• [Passage provided]
Re: [patch] improve streaming I/O [bug in shrink_mmap()]

From: Andrea Arcangeli (andrea@suse.de)
Date: Tue Jun 13 2000 - 21:10:08 EST


On Tue, 13 Jun 2000, Rik van Riel wrote:

>On Wed, 14 Jun 2000, Andrea Arcangeli wrote:
>
>> >and we can support all corner cases of usage well without it. In
>> >fact, as I demonstrated above, even your own contorted example will
>> >hang classzone if I only switch the order in which the allocations
>> >happen...
>>
>> It won't hang, but kswapd will eat CPU and that's right in your case. The
>> difference that you can't see is that in the second scenario where the
>> classzone would spend CPU in kswapd the CPU is spent for a purpose that
>> have a sense. In the first scenario where classzone wouldn't any spend
>> CPU, the CPU in kswapd would infact be _wasted_.
>
>Now explain to me *why* this happens. I'm pretty sure this happens
>because of the 'dispose = &old' in shrink_mmap and not because of
>anything even remotely classzone related...

• [Challenge A] Translate this sentence from the email above into German: "It won't hang, but kswapd will eat CPU and that's right in your case."
• [Challenge B] Reproduce the email above word for word, starting at the words "On Tue, 13 Jun" and stopping after "infact be _wasted_.".

• [Records]
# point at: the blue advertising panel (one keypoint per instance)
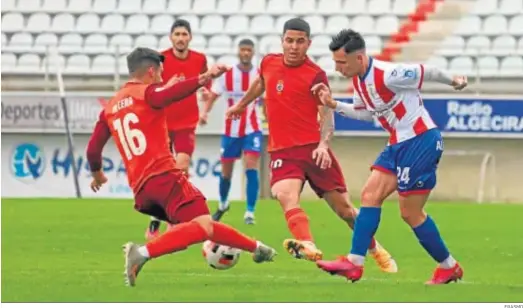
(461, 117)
==
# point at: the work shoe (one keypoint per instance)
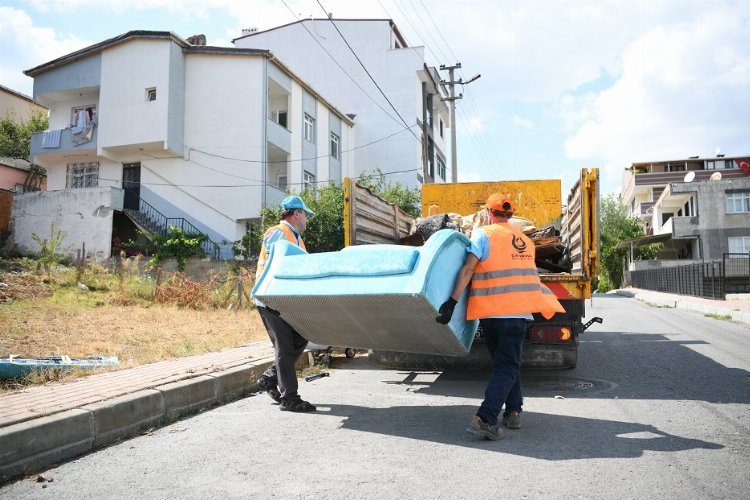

• [Output A] Es wird nicht hängen, aber kswapd wird CPU fressen, und das ist in deinem Fall richtig.

• [Output B]
On Tue, 13 Jun 2000, Rik van Riel wrote:

>On Wed, 14 Jun 2000, Andrea Arcangeli wrote:
>
>> >and we can support all corner cases of usage well without it. In
>> >fact, as I demonstrated above, even your own contorted example will
>> >hang classzone if I only switch the order in which the allocations
>> >happen...
>>
>> It won't hang, but kswapd will eat CPU and that's right in your case. The
>> difference that you can't see is that in the second scenario where the
>> classzone would spend CPU in kswapd the CPU is spent for a purpose that
>> have a sense. In the first scenario where classzone wouldn't any spend
>> CPU, the CPU in kswapd would infact be _wasted_.